[DATASET RECORDS]
────────────────

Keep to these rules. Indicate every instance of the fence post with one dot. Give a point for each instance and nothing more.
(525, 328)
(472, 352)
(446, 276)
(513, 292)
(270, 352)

────────────────

[WHAT TO WORK ON] Your answer must be the complete listing, repeated exactly.

[RESULT]
Keep to these rules. Indicate every instance of the fence post with one dot. Give a point for each instance and nothing more.
(525, 328)
(472, 352)
(446, 276)
(513, 292)
(270, 352)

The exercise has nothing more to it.